- **TASK DIRECTIONS**
Reproduce the article about Faith Evans's third album word for word.

───── EXCERPT TO READ ─────

Singer to release third album November 6.

Faith Evans will attest to the power of the album guest appearance. The singer, who'll appear on the new DMX LP, said her spots alongside such performers as Eric Benét, Jon B. and, most notably, Carl Thomas on P. Diddy's album, allowed her star to shine despite not having a project to call her own since 1998's Keep the Faith.

"It kept me in people's minds," the New Jersey native, who's now comfortably settled in Atlanta, said last week. "I moved to another state, had two kids. It bought me time without losing an audience."

With her third album, Faithfully, scheduled for a November 6 release, Evans has reinvented herself a bit for her new video.

"It's a refreshing take on Faith Evans," she said about the Chris Robinson-directed clip for her single "You Gets No Love." "It's bright, colorful and fun. We shot the video in the Crenshaw area of [South Central] L.A., in my husband's neighborhood. It was a lot of low riders and we're in the arcade playing the pinball game. I kind of catch my boyfriend in a funny situation."

───── STORED ROWS ─────

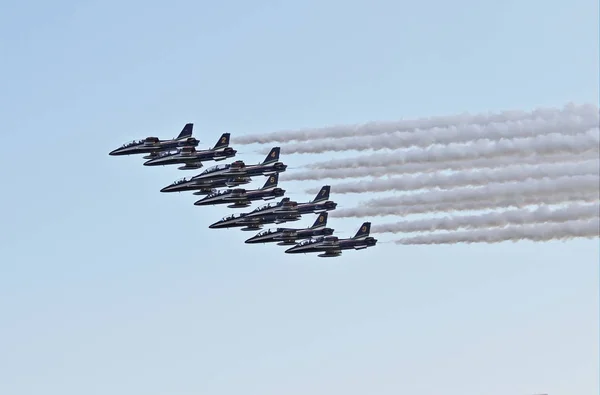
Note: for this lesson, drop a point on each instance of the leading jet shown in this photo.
(271, 165)
(331, 246)
(192, 158)
(288, 236)
(154, 146)
(241, 197)
(284, 211)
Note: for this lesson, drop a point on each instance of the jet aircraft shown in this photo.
(319, 204)
(154, 146)
(192, 158)
(241, 197)
(284, 211)
(230, 175)
(205, 187)
(331, 246)
(288, 236)
(271, 165)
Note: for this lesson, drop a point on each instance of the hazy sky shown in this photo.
(109, 287)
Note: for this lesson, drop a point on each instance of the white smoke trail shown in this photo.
(548, 144)
(493, 219)
(492, 191)
(569, 124)
(559, 194)
(538, 232)
(515, 201)
(472, 178)
(379, 128)
(411, 168)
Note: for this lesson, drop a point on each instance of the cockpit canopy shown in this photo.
(308, 241)
(232, 216)
(217, 193)
(132, 143)
(265, 232)
(215, 168)
(180, 181)
(264, 207)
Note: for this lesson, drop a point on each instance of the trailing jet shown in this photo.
(284, 211)
(331, 246)
(192, 158)
(271, 165)
(241, 197)
(319, 204)
(288, 236)
(154, 146)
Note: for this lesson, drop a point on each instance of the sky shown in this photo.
(108, 286)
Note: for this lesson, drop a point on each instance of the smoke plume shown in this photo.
(490, 196)
(541, 214)
(536, 232)
(566, 125)
(548, 144)
(380, 128)
(515, 172)
(411, 168)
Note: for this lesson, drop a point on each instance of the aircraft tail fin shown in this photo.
(186, 131)
(321, 221)
(271, 182)
(223, 142)
(363, 232)
(323, 194)
(273, 156)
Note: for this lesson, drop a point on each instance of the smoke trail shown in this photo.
(538, 232)
(561, 194)
(453, 134)
(411, 168)
(379, 128)
(473, 178)
(492, 191)
(493, 219)
(548, 144)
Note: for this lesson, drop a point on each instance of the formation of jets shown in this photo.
(183, 151)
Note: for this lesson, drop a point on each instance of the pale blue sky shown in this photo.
(109, 287)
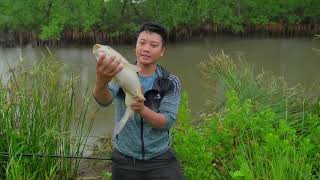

─────

- **TASK OUTPUT**
Singer to release third album November 6.

Faith Evans will attest to the power of the album guest appearance. The singer, who'll appear on the new DMX LP, said her spots alongside such performers as Eric Benét, Jon B. and, most notably, Carl Thomas on P. Diddy's album, allowed her star to shine despite not having a project to call her own since 1998's Keep the Faith.

"It kept me in people's minds," the New Jersey native, who's now comfortably settled in Atlanta, said last week. "I moved to another state, had two kids. It bought me time without losing an audience."

With her third album, Faithfully, scheduled for a November 6 release, Evans has reinvented herself a bit for her new video.

"It's a refreshing take on Faith Evans," she said about the Chris Robinson-directed clip for her single "You Gets No Love." "It's bright, colorful and fun. We shot the video in the Crenshaw area of [South Central] L.A., in my husband's neighborhood. It was a lot of low riders and we're in the arcade playing the pinball game. I kind of catch my boyfriend in a funny situation."